Each line below with the word "query" needs to be copied.

[GIVEN RECORDS Boundary: Start]

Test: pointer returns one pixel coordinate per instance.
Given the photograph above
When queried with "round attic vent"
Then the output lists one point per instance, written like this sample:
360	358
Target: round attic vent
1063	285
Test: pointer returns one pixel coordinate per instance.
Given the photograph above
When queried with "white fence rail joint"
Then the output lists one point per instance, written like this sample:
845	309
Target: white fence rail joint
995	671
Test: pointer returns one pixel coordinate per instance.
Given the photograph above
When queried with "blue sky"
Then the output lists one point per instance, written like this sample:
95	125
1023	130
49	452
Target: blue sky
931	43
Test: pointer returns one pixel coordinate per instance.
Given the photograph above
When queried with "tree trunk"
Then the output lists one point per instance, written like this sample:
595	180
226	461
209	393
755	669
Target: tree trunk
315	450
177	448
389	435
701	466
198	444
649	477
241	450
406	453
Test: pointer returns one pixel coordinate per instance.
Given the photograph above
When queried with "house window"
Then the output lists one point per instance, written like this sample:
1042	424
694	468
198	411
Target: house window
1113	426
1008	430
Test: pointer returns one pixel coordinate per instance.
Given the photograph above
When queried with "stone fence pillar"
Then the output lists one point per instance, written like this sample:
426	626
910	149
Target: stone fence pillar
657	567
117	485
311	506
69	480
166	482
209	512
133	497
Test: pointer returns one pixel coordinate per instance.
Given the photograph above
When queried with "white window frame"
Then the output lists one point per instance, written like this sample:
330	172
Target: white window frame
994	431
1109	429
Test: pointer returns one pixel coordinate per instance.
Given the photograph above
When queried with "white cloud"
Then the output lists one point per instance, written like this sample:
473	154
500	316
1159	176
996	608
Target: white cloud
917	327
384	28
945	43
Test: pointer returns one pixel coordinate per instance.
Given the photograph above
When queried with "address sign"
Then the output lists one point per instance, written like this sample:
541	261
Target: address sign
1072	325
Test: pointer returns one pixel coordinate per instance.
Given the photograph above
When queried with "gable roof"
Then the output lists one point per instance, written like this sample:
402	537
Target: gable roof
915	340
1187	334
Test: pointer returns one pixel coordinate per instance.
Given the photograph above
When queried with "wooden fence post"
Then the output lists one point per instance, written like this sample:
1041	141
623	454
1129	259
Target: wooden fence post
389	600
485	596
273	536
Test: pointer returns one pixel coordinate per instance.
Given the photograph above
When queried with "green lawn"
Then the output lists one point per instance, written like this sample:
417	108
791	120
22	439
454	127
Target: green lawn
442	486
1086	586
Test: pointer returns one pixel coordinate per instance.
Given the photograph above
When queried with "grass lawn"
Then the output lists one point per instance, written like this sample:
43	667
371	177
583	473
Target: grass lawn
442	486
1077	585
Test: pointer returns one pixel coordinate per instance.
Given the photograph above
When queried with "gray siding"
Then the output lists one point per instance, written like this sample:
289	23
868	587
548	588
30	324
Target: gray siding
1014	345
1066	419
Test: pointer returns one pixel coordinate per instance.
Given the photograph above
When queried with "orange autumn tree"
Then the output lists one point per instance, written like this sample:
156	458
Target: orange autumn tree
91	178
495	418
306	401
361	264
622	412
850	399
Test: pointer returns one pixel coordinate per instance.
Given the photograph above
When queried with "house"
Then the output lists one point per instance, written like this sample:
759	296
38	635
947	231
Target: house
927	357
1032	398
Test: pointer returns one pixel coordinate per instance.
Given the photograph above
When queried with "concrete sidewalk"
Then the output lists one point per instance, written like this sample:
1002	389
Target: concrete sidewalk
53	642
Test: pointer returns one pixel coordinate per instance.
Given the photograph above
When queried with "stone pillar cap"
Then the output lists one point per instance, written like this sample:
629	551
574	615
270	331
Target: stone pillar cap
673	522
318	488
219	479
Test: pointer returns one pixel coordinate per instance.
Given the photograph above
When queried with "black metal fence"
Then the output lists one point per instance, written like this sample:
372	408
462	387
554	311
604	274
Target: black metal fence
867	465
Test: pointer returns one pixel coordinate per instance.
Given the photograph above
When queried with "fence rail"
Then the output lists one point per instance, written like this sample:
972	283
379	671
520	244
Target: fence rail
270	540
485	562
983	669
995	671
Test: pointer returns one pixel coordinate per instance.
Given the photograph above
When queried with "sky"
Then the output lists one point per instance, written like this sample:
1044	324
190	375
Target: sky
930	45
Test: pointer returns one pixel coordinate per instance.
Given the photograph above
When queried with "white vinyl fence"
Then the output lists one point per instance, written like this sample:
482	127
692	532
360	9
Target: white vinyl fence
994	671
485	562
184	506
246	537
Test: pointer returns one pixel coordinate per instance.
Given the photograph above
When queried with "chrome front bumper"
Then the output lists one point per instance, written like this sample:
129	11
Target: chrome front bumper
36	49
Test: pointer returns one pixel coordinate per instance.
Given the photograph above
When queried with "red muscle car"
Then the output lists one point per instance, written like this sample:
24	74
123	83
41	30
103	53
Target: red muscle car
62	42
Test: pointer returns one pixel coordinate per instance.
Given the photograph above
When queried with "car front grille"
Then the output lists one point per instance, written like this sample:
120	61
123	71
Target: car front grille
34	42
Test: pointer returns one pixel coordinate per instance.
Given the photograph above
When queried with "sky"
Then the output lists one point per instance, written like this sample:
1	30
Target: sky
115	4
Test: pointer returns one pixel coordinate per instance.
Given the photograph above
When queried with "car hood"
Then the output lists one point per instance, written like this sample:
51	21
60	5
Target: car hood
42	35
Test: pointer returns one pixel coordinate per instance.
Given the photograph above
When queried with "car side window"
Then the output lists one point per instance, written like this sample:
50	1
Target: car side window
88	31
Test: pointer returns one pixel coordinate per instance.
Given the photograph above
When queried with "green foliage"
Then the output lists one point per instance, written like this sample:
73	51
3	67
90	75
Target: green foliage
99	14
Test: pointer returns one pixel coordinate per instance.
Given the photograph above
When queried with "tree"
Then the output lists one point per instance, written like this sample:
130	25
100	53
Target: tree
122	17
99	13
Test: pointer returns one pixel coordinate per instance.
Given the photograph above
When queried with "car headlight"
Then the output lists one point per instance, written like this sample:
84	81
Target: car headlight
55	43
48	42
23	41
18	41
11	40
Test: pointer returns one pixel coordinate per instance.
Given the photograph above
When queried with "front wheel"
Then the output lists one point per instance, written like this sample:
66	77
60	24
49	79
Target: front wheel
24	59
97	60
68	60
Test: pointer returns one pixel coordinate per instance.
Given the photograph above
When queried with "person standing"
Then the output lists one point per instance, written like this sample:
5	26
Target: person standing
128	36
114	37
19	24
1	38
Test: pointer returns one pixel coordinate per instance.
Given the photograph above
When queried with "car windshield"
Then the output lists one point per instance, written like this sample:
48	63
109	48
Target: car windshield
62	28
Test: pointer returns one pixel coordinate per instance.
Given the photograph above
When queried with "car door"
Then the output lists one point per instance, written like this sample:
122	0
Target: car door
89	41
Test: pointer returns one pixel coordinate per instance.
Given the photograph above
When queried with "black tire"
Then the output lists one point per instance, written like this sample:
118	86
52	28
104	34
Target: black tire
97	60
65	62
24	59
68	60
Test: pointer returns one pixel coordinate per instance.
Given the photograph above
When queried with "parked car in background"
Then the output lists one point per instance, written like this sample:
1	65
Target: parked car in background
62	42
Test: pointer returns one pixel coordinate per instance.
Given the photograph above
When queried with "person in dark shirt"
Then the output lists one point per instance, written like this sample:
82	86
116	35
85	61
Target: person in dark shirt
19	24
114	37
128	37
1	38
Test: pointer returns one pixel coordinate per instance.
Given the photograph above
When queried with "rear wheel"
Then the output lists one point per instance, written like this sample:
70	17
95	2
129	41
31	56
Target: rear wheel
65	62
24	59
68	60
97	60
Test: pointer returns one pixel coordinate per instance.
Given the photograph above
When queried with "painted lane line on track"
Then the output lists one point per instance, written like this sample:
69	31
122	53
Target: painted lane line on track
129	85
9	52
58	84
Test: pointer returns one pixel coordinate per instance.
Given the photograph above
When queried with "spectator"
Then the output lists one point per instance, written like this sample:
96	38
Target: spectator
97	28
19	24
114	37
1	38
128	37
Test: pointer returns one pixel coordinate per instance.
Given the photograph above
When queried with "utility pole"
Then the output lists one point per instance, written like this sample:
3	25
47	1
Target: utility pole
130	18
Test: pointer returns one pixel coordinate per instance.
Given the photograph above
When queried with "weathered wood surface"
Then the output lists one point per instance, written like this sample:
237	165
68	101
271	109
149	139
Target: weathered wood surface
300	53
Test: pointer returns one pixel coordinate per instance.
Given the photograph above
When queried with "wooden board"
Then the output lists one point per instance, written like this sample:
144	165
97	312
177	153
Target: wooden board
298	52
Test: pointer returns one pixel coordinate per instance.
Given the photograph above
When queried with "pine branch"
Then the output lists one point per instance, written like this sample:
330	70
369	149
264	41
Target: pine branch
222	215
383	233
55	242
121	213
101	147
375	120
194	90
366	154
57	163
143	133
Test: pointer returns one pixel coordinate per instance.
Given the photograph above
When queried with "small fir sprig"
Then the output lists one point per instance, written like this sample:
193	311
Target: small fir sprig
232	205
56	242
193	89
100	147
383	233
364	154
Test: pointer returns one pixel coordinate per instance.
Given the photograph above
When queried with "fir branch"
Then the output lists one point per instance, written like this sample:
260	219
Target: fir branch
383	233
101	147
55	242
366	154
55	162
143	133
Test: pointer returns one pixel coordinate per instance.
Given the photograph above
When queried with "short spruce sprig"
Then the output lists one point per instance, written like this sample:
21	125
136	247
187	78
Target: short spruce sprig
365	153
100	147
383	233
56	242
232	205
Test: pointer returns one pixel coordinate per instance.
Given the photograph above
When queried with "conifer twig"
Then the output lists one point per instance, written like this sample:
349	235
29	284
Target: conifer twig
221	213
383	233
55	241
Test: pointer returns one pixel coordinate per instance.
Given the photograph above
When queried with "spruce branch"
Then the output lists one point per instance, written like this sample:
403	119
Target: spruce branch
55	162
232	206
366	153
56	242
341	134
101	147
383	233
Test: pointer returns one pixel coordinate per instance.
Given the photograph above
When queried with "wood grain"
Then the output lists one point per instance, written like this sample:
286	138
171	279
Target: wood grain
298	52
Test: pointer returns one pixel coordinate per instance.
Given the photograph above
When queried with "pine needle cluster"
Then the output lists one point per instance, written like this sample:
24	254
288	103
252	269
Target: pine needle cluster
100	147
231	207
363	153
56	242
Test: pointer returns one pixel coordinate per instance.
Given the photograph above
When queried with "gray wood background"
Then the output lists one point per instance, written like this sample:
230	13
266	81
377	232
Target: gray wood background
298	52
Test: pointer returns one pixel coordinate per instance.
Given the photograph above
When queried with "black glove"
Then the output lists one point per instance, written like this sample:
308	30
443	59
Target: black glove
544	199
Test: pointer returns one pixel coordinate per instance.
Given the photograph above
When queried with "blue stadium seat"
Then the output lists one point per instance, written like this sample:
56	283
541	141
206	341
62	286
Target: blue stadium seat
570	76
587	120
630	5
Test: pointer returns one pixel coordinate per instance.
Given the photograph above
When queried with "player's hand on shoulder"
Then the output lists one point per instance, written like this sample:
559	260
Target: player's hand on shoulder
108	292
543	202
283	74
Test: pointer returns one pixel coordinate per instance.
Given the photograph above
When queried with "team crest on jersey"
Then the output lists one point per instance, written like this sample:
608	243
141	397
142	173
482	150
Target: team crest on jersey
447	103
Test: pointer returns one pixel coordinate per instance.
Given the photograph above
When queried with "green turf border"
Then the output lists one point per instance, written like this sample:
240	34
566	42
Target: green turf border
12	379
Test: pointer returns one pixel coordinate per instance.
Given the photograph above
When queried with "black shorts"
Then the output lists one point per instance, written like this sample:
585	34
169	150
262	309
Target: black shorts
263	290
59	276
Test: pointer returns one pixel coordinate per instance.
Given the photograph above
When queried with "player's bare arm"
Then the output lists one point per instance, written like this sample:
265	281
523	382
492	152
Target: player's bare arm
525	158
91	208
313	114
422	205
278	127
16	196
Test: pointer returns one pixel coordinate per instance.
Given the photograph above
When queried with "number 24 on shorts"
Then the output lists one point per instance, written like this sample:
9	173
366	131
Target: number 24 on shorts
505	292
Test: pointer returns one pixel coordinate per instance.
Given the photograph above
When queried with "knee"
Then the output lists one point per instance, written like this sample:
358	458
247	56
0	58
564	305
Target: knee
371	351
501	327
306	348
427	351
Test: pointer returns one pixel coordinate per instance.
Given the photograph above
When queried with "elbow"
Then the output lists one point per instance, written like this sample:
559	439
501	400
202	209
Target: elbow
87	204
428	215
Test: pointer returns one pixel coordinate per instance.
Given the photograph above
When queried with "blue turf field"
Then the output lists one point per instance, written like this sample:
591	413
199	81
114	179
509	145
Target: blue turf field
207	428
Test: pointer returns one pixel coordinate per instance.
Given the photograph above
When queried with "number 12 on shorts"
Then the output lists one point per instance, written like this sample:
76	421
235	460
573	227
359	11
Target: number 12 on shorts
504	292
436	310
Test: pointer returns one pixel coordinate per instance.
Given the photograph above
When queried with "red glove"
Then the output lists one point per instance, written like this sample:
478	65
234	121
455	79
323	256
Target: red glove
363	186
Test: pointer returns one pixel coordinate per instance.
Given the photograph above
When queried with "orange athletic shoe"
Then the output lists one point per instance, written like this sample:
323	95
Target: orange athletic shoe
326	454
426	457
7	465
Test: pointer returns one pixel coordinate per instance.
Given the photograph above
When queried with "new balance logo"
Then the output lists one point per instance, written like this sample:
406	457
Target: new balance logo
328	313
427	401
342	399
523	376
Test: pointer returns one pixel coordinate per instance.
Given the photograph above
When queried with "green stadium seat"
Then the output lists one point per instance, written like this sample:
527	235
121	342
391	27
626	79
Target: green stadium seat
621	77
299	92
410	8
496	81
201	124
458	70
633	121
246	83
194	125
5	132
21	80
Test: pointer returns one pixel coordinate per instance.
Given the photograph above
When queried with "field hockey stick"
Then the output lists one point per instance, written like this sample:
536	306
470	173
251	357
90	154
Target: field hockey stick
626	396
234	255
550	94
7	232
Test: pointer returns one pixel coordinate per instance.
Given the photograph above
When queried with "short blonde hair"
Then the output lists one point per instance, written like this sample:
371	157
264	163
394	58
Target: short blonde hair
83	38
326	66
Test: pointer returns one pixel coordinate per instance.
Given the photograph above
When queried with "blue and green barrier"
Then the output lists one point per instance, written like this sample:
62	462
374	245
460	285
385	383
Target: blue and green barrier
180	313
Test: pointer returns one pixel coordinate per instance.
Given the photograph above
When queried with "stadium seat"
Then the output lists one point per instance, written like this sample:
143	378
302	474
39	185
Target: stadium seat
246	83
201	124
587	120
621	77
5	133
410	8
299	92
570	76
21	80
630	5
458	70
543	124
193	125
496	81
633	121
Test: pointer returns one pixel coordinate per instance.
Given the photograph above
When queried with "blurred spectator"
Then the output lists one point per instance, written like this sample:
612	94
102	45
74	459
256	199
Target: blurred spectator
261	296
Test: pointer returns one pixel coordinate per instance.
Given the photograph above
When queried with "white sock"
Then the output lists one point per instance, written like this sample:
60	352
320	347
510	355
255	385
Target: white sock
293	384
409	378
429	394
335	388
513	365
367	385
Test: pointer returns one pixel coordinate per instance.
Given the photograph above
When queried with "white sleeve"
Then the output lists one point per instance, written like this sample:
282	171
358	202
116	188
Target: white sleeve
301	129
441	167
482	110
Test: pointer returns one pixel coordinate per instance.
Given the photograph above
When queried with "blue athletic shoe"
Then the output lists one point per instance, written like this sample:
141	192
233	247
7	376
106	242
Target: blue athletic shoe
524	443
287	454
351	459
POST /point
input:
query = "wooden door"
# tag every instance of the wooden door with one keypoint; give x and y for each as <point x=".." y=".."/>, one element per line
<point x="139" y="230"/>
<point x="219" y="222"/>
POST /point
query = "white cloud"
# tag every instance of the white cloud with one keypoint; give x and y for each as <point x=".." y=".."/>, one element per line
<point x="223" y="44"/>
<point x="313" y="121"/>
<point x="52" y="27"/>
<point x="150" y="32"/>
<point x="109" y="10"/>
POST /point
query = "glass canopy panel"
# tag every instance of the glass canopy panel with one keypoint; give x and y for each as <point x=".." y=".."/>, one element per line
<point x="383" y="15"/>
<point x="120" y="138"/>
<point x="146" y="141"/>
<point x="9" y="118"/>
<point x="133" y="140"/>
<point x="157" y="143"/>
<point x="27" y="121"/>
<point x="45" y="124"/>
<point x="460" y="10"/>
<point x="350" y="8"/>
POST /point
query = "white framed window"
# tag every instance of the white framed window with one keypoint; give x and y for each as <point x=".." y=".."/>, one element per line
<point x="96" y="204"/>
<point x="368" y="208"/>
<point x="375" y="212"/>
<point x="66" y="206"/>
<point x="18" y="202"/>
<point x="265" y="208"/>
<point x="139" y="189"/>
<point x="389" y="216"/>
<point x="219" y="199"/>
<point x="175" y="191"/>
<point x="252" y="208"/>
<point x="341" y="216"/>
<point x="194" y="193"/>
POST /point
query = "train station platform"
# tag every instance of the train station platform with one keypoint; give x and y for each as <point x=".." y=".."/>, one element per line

[GIVEN RECORDS Boundary: End]

**OUTPUT FOR THIS EXERCISE**
query = "wooden door"
query = "white cloud"
query = "glass canopy panel"
query = "white framed window"
query = "train station platform"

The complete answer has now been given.